• **Your task**:
Lines that include the string "mountain" are the ones to copy from the entries below.

• **Source material**:
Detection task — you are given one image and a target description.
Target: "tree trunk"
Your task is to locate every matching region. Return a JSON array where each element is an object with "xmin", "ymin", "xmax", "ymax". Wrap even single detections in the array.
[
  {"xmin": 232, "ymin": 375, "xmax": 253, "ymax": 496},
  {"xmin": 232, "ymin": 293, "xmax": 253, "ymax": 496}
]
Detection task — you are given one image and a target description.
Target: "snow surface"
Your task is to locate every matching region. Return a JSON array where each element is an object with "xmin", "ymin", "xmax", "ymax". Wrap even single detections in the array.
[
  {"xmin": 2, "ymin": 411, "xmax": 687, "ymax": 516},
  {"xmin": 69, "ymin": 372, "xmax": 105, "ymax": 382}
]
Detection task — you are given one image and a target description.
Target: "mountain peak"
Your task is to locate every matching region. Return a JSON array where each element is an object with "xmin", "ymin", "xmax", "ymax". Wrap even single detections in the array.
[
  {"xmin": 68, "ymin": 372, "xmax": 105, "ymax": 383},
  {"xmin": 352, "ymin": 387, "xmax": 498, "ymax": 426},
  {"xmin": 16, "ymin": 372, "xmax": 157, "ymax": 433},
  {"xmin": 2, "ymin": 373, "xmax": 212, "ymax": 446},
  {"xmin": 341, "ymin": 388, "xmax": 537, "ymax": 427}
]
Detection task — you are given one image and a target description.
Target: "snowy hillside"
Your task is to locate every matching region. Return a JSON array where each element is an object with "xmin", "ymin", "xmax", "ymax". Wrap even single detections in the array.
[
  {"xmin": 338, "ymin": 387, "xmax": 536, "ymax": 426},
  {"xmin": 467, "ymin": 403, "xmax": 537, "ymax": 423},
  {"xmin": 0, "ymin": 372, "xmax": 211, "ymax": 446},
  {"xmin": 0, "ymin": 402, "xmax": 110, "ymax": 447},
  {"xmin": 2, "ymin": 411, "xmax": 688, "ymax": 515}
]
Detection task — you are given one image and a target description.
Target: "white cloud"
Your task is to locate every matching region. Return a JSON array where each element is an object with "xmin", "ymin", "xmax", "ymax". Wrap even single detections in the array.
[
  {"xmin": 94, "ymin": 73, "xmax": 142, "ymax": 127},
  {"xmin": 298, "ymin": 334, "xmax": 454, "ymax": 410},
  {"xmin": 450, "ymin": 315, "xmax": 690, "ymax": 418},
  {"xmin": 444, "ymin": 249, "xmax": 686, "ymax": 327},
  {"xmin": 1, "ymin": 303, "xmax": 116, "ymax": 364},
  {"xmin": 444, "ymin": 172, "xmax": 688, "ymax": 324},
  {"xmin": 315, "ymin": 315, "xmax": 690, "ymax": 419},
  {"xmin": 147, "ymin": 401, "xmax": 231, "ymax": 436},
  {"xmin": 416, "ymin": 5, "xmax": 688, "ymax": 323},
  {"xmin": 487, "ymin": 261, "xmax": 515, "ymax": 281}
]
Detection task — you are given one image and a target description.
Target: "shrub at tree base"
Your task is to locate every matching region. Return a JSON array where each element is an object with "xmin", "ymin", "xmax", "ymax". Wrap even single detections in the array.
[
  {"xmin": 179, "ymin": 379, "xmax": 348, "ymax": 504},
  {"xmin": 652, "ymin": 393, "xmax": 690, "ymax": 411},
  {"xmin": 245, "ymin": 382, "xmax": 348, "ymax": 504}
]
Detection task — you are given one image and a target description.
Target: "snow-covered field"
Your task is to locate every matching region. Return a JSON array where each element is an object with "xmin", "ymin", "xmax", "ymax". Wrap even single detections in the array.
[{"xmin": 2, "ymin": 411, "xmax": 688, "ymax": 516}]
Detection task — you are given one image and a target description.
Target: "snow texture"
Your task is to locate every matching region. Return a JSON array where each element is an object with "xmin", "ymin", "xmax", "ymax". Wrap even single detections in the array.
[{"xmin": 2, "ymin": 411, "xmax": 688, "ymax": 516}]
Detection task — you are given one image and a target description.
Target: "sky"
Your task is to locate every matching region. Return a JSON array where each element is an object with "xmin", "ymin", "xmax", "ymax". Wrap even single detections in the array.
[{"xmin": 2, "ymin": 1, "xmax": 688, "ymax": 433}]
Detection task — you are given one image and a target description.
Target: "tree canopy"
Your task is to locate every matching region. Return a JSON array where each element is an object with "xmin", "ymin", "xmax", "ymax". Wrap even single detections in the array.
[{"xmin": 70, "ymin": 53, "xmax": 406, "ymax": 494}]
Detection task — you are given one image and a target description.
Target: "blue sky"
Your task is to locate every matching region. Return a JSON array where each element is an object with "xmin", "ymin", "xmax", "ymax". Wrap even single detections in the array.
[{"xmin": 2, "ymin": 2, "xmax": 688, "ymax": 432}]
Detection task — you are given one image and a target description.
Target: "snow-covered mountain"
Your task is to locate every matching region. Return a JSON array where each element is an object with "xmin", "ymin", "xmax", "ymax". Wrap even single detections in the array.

• **Response below**:
Target: "mountain peak"
Target: "snow-covered mountain"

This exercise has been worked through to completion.